[AUFGABE] Schreiben Sie aus dem Lesetext die Stelle von „Eine der größten“ bis „für Unternehmen erschwert.“ wortgetreu ab.

[LESETEXT]

_ _ _ _

Eine der größten Herausforderungen, vor denen Unternehmen heutzutage stehen, ist es abzuschätzen, wie gut das eigene Produktportfolio zukünftige Kundenbedürfnisse bedienen und sich an neue Marktgegebenheiten anpassen kann. Um dies zu schaffen, müssen Unternehmen Annahmen über zukünftige Entwicklungen treffen und diese in ihren Produktstrategien berücksichtigen. Dies ist jedoch umso schwieriger, je dynamischer sich der Zielmarkt der Produkte verändert.
Digitalisierung und der Fortschritt der Technik haben zu einer allgemeinen Beschleunigung der Transformationsprozesse über alle Industrie- und Wirtschaftsbereiche hinweg geführt. Das Resultat: Die aktuelle Schnelligkeit, mit der sich Veränderungen vollziehen, macht es schier unmöglich, Zukunftsentwicklungen mit ausreichender Sicherheit zu prognostizieren, was die Zukunftsplanung für Unternehmen erschwert.

_ _ _ _

[EINTRÄGE]

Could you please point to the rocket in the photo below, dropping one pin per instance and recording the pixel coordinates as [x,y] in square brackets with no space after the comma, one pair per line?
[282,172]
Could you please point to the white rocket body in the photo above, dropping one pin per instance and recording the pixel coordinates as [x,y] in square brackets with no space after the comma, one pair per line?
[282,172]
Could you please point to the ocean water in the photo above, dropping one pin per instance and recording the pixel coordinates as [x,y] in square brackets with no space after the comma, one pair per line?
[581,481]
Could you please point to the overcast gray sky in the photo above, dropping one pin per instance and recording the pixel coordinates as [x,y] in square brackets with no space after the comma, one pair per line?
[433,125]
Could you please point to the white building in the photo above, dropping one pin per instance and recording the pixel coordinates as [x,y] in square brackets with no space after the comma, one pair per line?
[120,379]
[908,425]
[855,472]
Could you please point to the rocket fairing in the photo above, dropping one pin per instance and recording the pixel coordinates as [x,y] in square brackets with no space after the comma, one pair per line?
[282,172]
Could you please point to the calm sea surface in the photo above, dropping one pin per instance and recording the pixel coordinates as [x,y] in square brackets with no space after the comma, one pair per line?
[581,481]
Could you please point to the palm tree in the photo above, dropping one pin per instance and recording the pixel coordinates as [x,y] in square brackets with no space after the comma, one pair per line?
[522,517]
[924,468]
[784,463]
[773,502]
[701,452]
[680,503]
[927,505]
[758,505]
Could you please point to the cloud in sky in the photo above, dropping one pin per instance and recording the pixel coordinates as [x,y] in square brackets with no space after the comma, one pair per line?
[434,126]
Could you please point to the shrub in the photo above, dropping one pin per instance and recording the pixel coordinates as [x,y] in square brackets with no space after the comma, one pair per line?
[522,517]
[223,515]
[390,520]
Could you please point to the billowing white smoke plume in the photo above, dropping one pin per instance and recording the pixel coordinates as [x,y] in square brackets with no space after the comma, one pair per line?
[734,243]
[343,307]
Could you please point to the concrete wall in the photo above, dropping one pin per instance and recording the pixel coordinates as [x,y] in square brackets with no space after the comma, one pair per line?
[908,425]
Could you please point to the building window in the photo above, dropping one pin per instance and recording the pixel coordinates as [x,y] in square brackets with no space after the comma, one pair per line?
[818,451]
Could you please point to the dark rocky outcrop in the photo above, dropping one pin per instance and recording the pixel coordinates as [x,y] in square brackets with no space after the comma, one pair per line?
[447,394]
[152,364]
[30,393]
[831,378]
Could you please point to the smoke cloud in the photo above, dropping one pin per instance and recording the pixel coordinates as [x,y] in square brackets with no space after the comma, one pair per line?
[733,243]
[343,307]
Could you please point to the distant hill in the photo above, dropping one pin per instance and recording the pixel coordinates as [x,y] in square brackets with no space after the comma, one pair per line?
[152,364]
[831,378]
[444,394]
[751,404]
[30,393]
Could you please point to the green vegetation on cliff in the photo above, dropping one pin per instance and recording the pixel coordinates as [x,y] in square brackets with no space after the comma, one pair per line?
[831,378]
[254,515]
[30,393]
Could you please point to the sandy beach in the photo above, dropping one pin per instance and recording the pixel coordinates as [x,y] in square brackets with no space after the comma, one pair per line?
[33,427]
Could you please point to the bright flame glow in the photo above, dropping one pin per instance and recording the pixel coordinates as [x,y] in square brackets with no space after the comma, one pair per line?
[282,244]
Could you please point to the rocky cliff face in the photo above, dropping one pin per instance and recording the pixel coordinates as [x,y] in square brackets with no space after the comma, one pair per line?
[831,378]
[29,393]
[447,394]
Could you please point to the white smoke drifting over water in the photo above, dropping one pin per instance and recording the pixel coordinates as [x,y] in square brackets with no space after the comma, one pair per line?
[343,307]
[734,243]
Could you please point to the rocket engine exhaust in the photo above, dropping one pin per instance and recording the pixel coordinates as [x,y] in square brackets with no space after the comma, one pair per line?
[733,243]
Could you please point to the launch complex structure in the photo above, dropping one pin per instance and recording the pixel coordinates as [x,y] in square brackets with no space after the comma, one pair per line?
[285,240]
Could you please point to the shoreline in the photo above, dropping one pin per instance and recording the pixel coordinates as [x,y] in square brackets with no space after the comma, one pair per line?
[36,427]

_ _ _ _

[RICHTIGE ANTWORT]
Eine der größten Herausforderungen, vor denen Unternehmen heutzutage stehen, ist es abzuschätzen, wie gut das eigene Produktportfolio zukünftige Kundenbedürfnisse bedienen und sich an neue Marktgegebenheiten anpassen kann. Um dies zu schaffen, müssen Unternehmen Annahmen über zukünftige Entwicklungen treffen und diese in ihren Produktstrategien berücksichtigen. Dies ist jedoch umso schwieriger, je dynamischer sich der Zielmarkt der Produkte verändert.
Digitalisierung und der Fortschritt der Technik haben zu einer allgemeinen Beschleunigung der Transformationsprozesse über alle Industrie- und Wirtschaftsbereiche hinweg geführt. Das Resultat: Die aktuelle Schnelligkeit, mit der sich Veränderungen vollziehen, macht es schier unmöglich, Zukunftsentwicklungen mit ausreichender Sicherheit zu prognostizieren, was die Zukunftsplanung für Unternehmen erschwert.